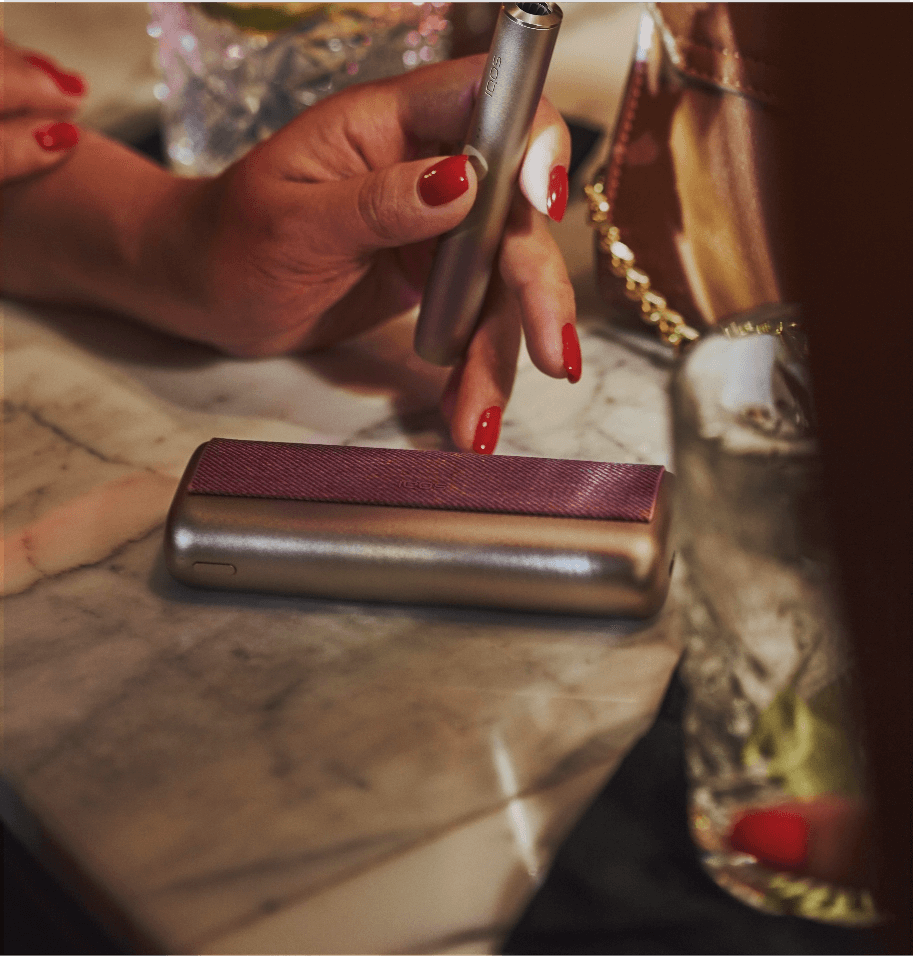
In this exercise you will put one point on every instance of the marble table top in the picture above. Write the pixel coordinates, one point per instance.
(236, 773)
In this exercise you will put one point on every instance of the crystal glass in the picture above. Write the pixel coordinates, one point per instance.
(766, 664)
(234, 73)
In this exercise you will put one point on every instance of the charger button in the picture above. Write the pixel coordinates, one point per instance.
(216, 570)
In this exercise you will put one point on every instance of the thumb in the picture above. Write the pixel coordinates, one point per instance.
(397, 205)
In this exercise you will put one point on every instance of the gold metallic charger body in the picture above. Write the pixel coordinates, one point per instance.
(421, 555)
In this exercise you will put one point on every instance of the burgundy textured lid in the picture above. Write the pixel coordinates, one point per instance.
(449, 481)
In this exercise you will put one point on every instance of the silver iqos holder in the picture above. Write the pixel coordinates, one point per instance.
(498, 136)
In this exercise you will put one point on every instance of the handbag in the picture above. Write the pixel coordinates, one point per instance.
(689, 227)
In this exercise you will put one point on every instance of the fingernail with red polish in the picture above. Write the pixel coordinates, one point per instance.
(556, 202)
(56, 137)
(487, 431)
(66, 82)
(778, 838)
(572, 360)
(444, 181)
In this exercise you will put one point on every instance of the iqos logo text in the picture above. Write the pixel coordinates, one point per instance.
(422, 485)
(492, 81)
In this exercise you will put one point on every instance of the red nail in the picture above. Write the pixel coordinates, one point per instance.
(487, 431)
(778, 838)
(67, 82)
(572, 360)
(444, 181)
(57, 136)
(556, 201)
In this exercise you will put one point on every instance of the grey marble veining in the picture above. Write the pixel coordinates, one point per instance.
(234, 769)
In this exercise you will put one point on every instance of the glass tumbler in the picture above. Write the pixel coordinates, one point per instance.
(234, 73)
(766, 664)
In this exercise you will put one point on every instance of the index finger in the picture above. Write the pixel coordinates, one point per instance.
(549, 148)
(33, 83)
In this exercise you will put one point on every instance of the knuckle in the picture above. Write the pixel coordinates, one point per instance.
(376, 211)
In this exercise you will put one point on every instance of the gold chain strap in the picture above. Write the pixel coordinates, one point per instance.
(671, 325)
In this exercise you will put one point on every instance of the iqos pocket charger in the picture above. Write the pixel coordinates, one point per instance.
(423, 527)
(498, 135)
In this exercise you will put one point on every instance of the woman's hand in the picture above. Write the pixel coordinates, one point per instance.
(322, 231)
(328, 228)
(38, 100)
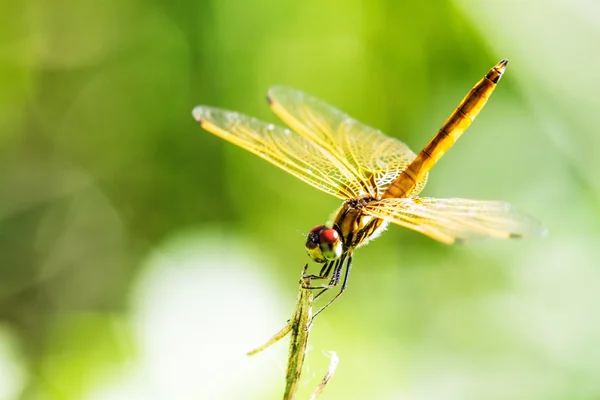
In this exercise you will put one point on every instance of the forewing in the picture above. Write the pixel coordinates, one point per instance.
(281, 147)
(456, 220)
(374, 158)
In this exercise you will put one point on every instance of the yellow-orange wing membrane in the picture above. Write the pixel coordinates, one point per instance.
(456, 220)
(374, 158)
(283, 148)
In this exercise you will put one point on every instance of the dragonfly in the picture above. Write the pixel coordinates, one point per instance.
(378, 177)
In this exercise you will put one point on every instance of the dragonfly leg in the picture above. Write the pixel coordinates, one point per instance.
(323, 274)
(342, 289)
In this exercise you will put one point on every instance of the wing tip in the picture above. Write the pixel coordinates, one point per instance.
(198, 113)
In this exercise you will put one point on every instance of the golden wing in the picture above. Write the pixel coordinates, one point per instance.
(283, 148)
(456, 220)
(376, 159)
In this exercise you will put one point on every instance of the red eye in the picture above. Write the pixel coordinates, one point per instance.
(316, 230)
(329, 235)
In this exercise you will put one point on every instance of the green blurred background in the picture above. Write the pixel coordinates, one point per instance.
(141, 257)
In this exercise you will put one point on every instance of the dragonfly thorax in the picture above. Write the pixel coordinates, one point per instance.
(352, 228)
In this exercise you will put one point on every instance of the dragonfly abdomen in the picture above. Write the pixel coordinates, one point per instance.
(458, 122)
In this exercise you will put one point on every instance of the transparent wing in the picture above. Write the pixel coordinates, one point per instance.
(374, 158)
(283, 148)
(456, 220)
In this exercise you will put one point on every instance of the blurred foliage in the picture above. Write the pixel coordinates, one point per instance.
(140, 256)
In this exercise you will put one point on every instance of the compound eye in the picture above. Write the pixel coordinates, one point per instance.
(329, 236)
(313, 238)
(330, 244)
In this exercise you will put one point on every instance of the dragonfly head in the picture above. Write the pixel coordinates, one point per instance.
(324, 244)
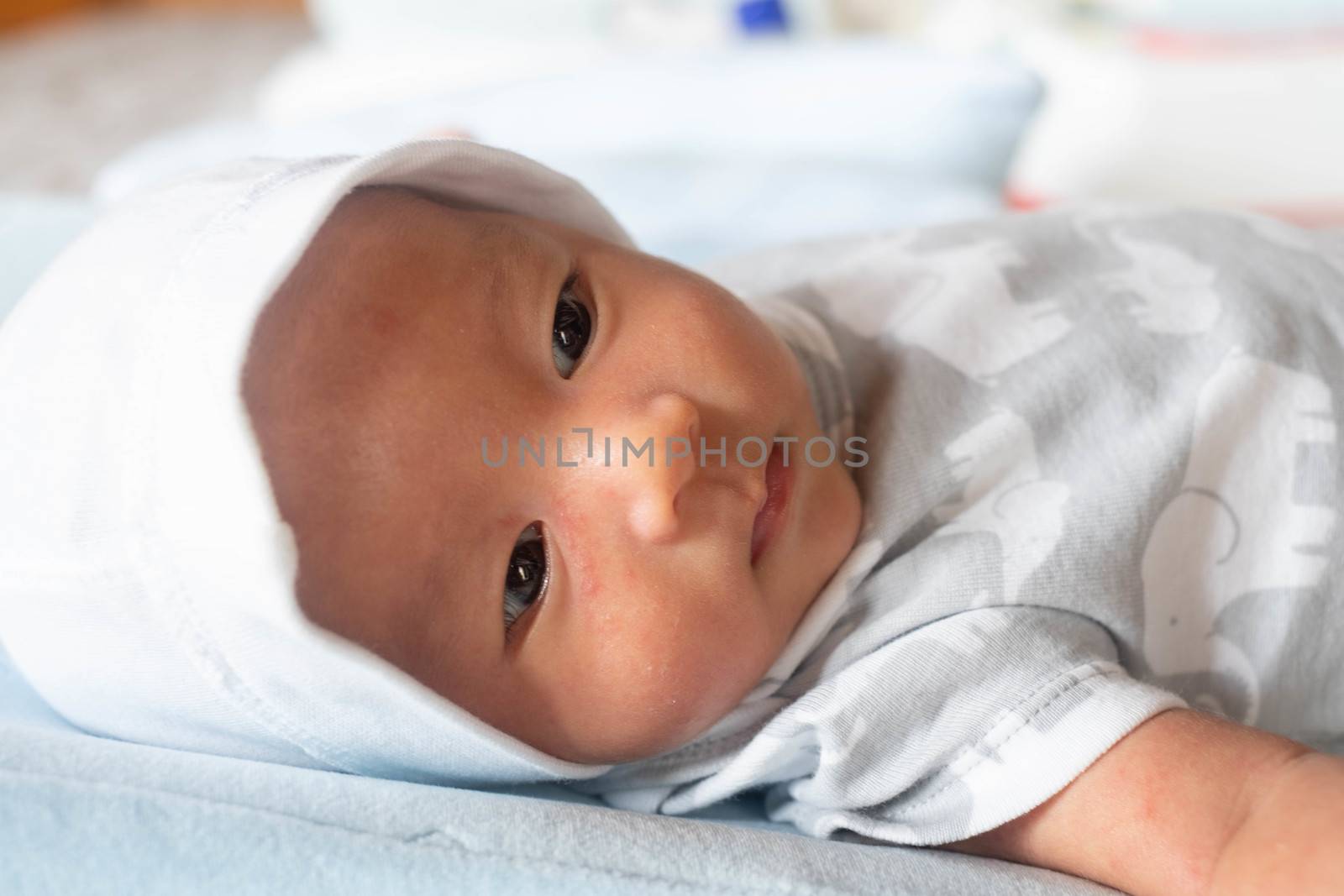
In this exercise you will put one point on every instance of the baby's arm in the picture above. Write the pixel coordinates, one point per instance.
(1189, 804)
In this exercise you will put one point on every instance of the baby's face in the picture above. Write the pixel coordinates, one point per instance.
(600, 613)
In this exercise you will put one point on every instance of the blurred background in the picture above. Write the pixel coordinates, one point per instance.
(709, 127)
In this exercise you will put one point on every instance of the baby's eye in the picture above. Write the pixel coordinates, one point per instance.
(528, 574)
(571, 331)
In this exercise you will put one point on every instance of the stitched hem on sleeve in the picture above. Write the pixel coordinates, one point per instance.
(1016, 766)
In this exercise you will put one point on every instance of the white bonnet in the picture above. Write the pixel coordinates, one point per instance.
(145, 575)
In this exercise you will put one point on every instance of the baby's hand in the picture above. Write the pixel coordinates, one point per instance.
(1191, 804)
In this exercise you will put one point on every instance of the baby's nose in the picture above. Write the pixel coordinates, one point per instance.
(652, 490)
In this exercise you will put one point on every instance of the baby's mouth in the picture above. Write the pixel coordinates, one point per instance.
(769, 519)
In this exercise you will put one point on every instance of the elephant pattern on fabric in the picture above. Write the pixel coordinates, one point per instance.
(1102, 483)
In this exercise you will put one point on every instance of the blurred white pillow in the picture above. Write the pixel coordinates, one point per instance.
(706, 154)
(1253, 128)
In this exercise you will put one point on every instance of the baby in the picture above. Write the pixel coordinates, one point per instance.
(414, 466)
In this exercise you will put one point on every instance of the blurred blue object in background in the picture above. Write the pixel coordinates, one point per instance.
(763, 16)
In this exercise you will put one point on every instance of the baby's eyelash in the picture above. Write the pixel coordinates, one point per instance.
(528, 577)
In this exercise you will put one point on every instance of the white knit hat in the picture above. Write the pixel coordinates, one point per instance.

● Task instructions:
Each of the entries above must be output exactly, with none of the pictures.

● Written solution:
In this exercise you will put one point on every instance of the marble table top in the picture above. Write the pixel coordinates, one point per instance.
(236, 773)
In this exercise you will put one point on every instance of the crystal glass in the picture above. Write the pixel coordinates, one point per instance.
(766, 664)
(234, 73)
In this exercise you will put one point on every instance of the charger button in the picture above. Write the pixel coordinates, one point per instance.
(216, 570)
In this exercise you will put one point on every instance of the thumb in the picture above. Write the pixel coordinates, one point per instance.
(397, 205)
In this exercise you will put one point on every instance of the gold metallic charger body in the picture above. Write the pixel coordinates, one point per instance.
(421, 555)
In this exercise you will put one point on every instance of the burgundy textured lid in the picture above. Write the pixel coordinates, one point per instance.
(449, 481)
In this exercise you will put one point on every instance of the silver iqos holder in the picture above. Write the pixel coordinates, one point per instance.
(498, 136)
In this exercise you will put one point on every instance of the handbag in the picture above. Write the pixel coordinates, one point per instance.
(689, 227)
In this exercise you will put one point on every instance of the fingernail with red polish in the picture above. Write the pixel coordinates, one point per instance.
(556, 202)
(56, 137)
(487, 431)
(66, 82)
(778, 838)
(572, 360)
(444, 181)
In this exercise you will put one point on every instance of the iqos logo text in the picture above. Write the pixel coordinates, one point per instance.
(422, 485)
(492, 81)
In this exercise you will put one point on every instance of the red nail in the picture above. Write the pixel coordinates, one point per instance.
(487, 431)
(778, 838)
(67, 82)
(572, 360)
(444, 181)
(57, 136)
(556, 201)
In this exercise you will put one point on every instance of the grey marble veining in the picture above. Write the pixel coordinates, one point per instance.
(234, 769)
In this exercise you will put one point on every instance of the glass tumbler in the picture above. Write the pixel coordinates, one point per instance.
(234, 73)
(766, 664)
In this exercise you will put one point on every instance of the index finger in the picture above. Write the pixel coordinates, one point per instance.
(549, 148)
(33, 83)
In this exercise you will put one point on every instance of the knuckle in the picture above. Write the pixel coordinates, one point per instance.
(376, 211)
In this exercise you will put one point on every instance of the gold chain strap in the picture above. Write the pixel coordinates, one point per instance.
(671, 325)
In this exercise you will put one point on every instance of the iqos pocket charger in the picture above. Write the pixel coordinates, one point per instance.
(423, 527)
(498, 135)
In this exercise you will put one point on every instance of the woman's hand in the picture above. Write the pixel coordinates, one point per instance.
(322, 231)
(328, 228)
(38, 100)
In this exercise you will put one point on every instance of the forewing in the picture above. Write the pixel coordinates, one point per instance.
(281, 147)
(456, 220)
(374, 158)
In this exercise you will put one point on every instance of the yellow-orange wing membrane in the picture above. Write the pixel coordinates, one point per instance.
(456, 220)
(374, 158)
(283, 148)
In this exercise you will put one point on every instance of the dragonfly in the picture above. Write the pixel coordinates, one point per instance.
(378, 177)
In this exercise you will put one point on every instance of the dragonfly leg in the picture above. Write the pixel coordinates, one point per instance.
(323, 274)
(342, 289)
In this exercise you will put one point on every instance of the wing tip in the picture above. Write the pixel coordinates, one point per instance.
(198, 113)
In this exercise you will put one point on every instance of the golden wing in the picture above. Write the pixel coordinates, one point per instance.
(283, 148)
(456, 220)
(376, 159)
In this exercise you will put one point on every instance of the red eye in the picture above. Write the pixel coordinates, one point per instance.
(316, 230)
(329, 235)
In this exercise you will put one point on every instance of the green blurred background in the picture above. Write the pixel coordinates, one point per instance.
(141, 257)
In this exercise you will put one point on every instance of the dragonfly thorax in the picture above. Write the pixel coordinates, one point per instance.
(352, 228)
In this exercise you will put one point on every instance of the dragonfly abdomen in the picture above. Write the pixel coordinates, one point per instance.
(458, 122)
In this exercise you will put one point on every instance of the transparent wing in the picture above. Write the pixel coordinates, one point per instance.
(374, 158)
(283, 148)
(456, 220)
In this exercise you will put one point on every instance of the blurred foliage in the picture above. Write the pixel coordinates, one point per instance.
(140, 256)
In this exercise you will put one point on every instance of the compound eye in the picture above. Write the pixel coordinates, one point per instance.
(329, 236)
(313, 238)
(330, 244)
In this exercise you will put one point on every instance of the dragonfly head in the picture above. Write the pixel coordinates, one point per instance.
(324, 244)
In this exercise you will put one point on every instance of the baby's arm in the picture above. Write the pixel coordinates, one point per instance.
(1189, 804)
In this exercise you will put one point on every instance of the baby's face in the picture above. Write the pixel coordinates, one point per instance.
(600, 613)
In this exercise you will put one point on every instance of the blurred background in the picture above. Write the pixel coordinates, one point per instance.
(709, 127)
In this exercise you will put one point on every instance of the baby's eye in the picture above. Write the pixel coordinates, one point per instance.
(528, 574)
(571, 331)
In this exercise you will put one point on every instance of the stitched hem on sleeve in the picture above. Write the pixel coordinates, one point per instance.
(1016, 766)
In this exercise you will put one point on every instance of the white bonnet in the picture above. Write the pixel coordinates, one point per instance.
(145, 575)
In this exercise you will put one point on every instance of the baby's hand in the picture above. Write the pixel coordinates, one point per instance.
(1191, 804)
In this exercise you will put one point on every instance of the baby's nose in the picture above. Write the pixel coordinates, one point per instance.
(652, 490)
In this exercise you will put one point on every instance of the baby's mouth in the picture above. Write the pixel coordinates, one point per instance.
(769, 519)
In this exercise you will put one point on every instance of the elephant pattern on fabric in the picture above. Write the pixel coordinates, one point per instance.
(1102, 483)
In this exercise you will put one point on every instance of the blurred white pillow in the picture above. Write the pixel coordinates, one point per instance.
(706, 154)
(1253, 128)
In this exercise you will put one point on every instance of the baby in the picture above. Write the pixel coordinates, one point per instance.
(414, 466)
In this exercise you will put one point on every instance of the blurred blue object in background in the picture above. Write the pixel coordinates, one point per instance.
(763, 16)
In this exercise you will put one point on every instance of the baby's eyelash in the picture above. Write the pixel coordinates, one point per instance.
(528, 577)
In this exercise you will put one point on every instance of the white knit hat in the picture above. Write the pixel coordinates, one point per instance.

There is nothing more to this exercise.